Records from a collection

%%

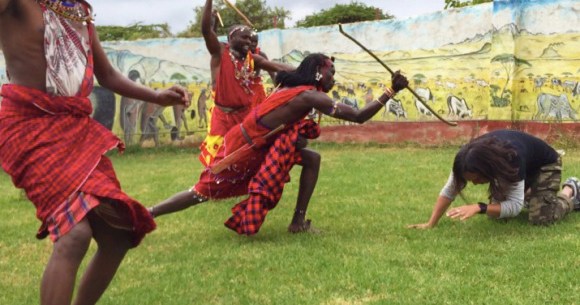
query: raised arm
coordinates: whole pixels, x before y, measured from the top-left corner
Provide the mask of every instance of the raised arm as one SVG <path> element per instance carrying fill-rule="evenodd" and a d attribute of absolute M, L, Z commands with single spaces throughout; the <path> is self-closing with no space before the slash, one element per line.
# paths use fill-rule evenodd
<path fill-rule="evenodd" d="M 222 46 L 218 40 L 217 33 L 214 30 L 215 24 L 217 23 L 217 18 L 214 17 L 214 14 L 213 1 L 206 0 L 203 8 L 203 15 L 201 17 L 201 33 L 205 40 L 205 46 L 211 56 L 219 58 L 221 56 Z M 212 22 L 212 20 L 214 22 Z"/>
<path fill-rule="evenodd" d="M 275 62 L 268 60 L 267 57 L 261 54 L 254 54 L 254 66 L 256 69 L 266 70 L 268 72 L 280 72 L 280 71 L 294 71 L 295 67 L 287 65 L 281 62 Z M 272 79 L 274 81 L 274 79 Z"/>
<path fill-rule="evenodd" d="M 378 99 L 367 103 L 365 107 L 358 110 L 351 106 L 335 102 L 331 109 L 319 109 L 323 113 L 330 115 L 332 117 L 347 120 L 356 123 L 364 123 L 370 120 L 381 108 L 383 108 L 387 101 L 394 97 L 394 95 L 399 92 L 400 90 L 407 87 L 409 82 L 407 78 L 396 72 L 392 78 L 392 86 L 393 88 L 387 88 L 385 93 L 383 93 Z"/>
<path fill-rule="evenodd" d="M 264 57 L 267 60 L 270 60 L 268 58 L 268 55 L 266 55 L 266 53 L 264 53 L 262 51 L 260 51 L 260 56 Z M 276 82 L 276 71 L 267 71 L 267 72 L 268 72 L 268 75 L 270 75 L 270 78 L 272 79 L 272 83 Z"/>
<path fill-rule="evenodd" d="M 189 106 L 187 91 L 179 86 L 173 86 L 163 91 L 155 91 L 125 77 L 111 65 L 111 62 L 109 62 L 109 59 L 107 58 L 107 55 L 97 37 L 98 35 L 95 34 L 94 36 L 92 45 L 95 60 L 94 73 L 97 81 L 102 87 L 122 96 L 162 106 L 178 104 L 185 105 L 186 107 Z"/>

%%

§ **Task requirements**
Output the lines of the data exactly, starting at the first and ending with the line that has "Provide the mask". Pictures are not part of it.

§ **Solution**
query: raised arm
coordinates: whole pixels, x before y, measured from the top-left corner
Provide the mask of every instance of the raised arm as one SVG <path> element per instance carrying fill-rule="evenodd" and a d attribute of absolute M, L, Z commands with single spaces throughout; the <path> is self-closing with no space before the slash, one element per line.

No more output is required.